» **What to work on**
Only lines with the word "like" are wanted; copy each of them from the listing below.

» **Dataset records**

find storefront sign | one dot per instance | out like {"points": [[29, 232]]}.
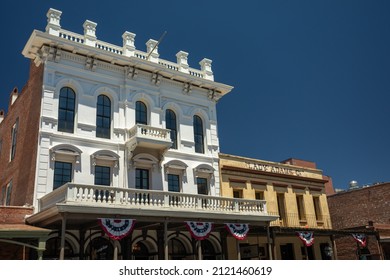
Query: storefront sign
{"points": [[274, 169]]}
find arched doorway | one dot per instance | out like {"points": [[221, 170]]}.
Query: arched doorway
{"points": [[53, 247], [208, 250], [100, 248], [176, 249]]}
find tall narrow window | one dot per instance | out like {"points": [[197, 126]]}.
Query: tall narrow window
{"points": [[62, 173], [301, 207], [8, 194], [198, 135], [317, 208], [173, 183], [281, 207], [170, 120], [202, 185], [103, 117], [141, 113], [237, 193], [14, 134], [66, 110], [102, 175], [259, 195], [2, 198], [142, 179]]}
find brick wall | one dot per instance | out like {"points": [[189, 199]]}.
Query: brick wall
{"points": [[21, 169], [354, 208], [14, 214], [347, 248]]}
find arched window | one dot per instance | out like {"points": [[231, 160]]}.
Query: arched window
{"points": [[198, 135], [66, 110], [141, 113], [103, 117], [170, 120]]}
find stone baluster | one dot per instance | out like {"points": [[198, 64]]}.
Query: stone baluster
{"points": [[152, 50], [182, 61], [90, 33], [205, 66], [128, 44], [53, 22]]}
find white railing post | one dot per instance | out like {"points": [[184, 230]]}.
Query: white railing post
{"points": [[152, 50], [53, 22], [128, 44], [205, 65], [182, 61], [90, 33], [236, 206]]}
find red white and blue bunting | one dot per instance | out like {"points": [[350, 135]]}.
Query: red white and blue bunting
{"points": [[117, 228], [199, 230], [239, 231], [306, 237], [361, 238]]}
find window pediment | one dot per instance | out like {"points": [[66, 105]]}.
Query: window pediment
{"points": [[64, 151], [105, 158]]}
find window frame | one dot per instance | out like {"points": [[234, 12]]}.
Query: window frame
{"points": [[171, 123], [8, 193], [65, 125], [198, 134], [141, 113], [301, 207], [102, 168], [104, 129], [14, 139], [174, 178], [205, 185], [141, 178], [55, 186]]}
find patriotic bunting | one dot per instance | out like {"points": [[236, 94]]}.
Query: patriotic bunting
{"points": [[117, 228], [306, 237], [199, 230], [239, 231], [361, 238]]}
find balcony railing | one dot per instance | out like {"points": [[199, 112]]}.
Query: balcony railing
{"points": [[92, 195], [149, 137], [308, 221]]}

» **Written solution**
find storefront sign | one dot per instance | out like {"points": [[29, 232]]}.
find arched doorway | one dot per instance | out like {"points": [[221, 170]]}.
find tall narrow window | one dot per instance | out like {"points": [[197, 126]]}.
find brick wall | one dot per instance | out like {"points": [[189, 199]]}.
find arched window | one dot per instance | out like {"points": [[231, 160]]}.
find stone baluster | one dot per instance | out like {"points": [[198, 64]]}.
find white railing post | one dot per instance | out like {"points": [[184, 230]]}.
find red white and blue bunting | one dot per instance | out like {"points": [[350, 135]]}.
find window pediment | one dot per instance | out like {"points": [[66, 105]]}.
find window frame | one dot per instance | out like {"points": [[234, 12]]}.
find patriotic bunting | one dot per instance | out like {"points": [[236, 94]]}.
find balcony railing | one dot per instance | out like {"points": [[199, 112]]}.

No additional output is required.